Task prompt ▸
Please print the entries below again, reproducing every line without any change.

Start of Extracted data

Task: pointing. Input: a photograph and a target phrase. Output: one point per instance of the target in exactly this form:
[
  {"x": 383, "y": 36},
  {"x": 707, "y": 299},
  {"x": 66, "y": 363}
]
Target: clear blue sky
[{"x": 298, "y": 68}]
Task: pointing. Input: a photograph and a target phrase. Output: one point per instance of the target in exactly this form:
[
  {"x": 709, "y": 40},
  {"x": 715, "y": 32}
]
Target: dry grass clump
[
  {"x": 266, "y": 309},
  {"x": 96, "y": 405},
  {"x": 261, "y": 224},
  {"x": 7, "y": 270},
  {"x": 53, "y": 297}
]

End of Extracted data

Written response ▸
Task: pointing. Input: a photograph and a target phrase. Output: one point per instance of the target in exactly this form:
[
  {"x": 383, "y": 36},
  {"x": 707, "y": 299},
  {"x": 66, "y": 363}
]
Target: clear blue sky
[{"x": 298, "y": 68}]
Task: pointing. Input: a photograph and a target phrase. Output: one point per instance of the target in exactly this form:
[
  {"x": 709, "y": 40},
  {"x": 715, "y": 32}
]
Target: dry grass clump
[
  {"x": 266, "y": 309},
  {"x": 96, "y": 405},
  {"x": 261, "y": 224},
  {"x": 7, "y": 270},
  {"x": 53, "y": 297}
]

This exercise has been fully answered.